> [Written task]
Filter the listing below and copy out every line that contains the word "instance".

> [Dataset content]
[START]
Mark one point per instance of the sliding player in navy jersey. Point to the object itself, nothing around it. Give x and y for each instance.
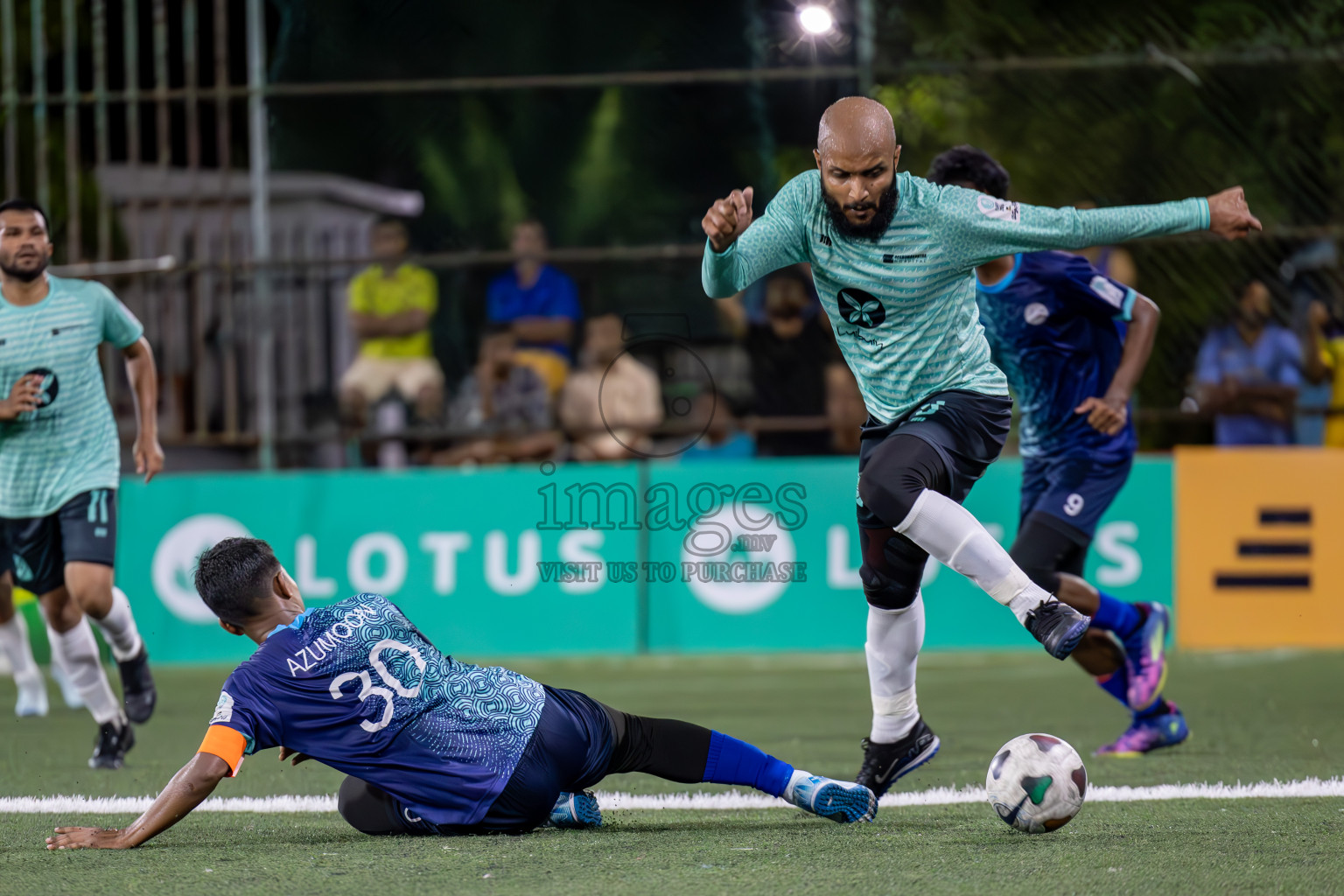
[END]
[START]
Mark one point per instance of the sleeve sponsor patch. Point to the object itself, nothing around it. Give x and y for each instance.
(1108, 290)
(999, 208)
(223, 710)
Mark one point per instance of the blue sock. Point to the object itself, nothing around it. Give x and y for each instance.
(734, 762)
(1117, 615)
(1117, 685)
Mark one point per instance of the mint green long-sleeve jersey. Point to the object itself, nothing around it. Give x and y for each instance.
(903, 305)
[END]
> [Correct answer]
Mark one point per instance of the sliding player in navy jersey. Point to the object itself, nothing around it. Give x and y for each instance.
Mark one point per instance of the sleeve sponsor patch. Point to the object itself, nothing around it. Give x and y for each instance.
Mark one point per instance of the blue sock. Point to the object itself, nothing around it. Give x and y for each instance.
Mark one point per instance of the mint green long-sleeve jersey. Point to the object itself, nothing around it. Give x and y for each instance.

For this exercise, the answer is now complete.